* _The problem_
Change "tag" to "mark" everywhere it appears in the rows below, and write the rows out again with nothing else altered. Leave out the pictures.

□ □ □ □ □

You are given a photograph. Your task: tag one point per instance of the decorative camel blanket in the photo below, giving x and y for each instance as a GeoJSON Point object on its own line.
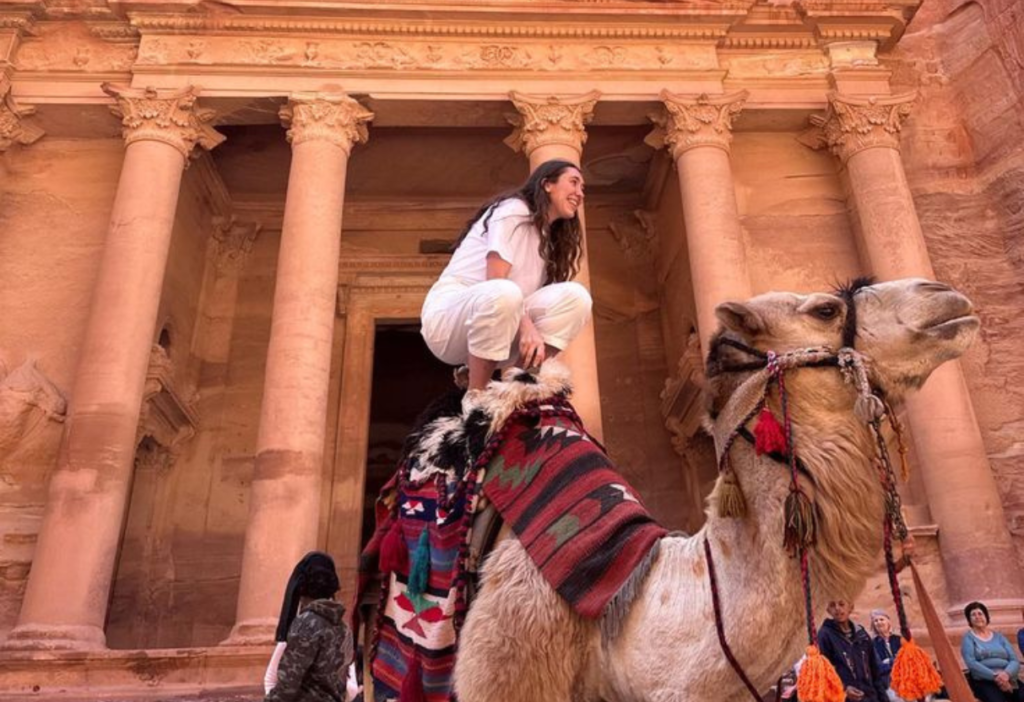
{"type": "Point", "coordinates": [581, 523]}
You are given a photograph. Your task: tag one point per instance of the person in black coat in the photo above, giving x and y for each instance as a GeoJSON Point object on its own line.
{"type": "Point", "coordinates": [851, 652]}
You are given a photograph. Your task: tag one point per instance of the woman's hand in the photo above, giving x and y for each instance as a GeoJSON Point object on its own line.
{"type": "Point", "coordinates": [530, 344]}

□ □ □ □ □

* _Right answer_
You are given a photograph. Your task: mark one point per instance of the decorative camel blanket in the photo below, giving x and y for each instance as a GeoJSON Point object on its own line.
{"type": "Point", "coordinates": [581, 523]}
You are given a photograph. Your task: mark one point per instance of the person in black coat in the photo above, giving x and y for each instance as a GeoJSON Point object on its own line.
{"type": "Point", "coordinates": [851, 652]}
You are given a photograph. Your task: mark one point per instance of the woman's hand in the photo above, giving x and y for each instance as a GeoJSON Point object on its own line.
{"type": "Point", "coordinates": [530, 344]}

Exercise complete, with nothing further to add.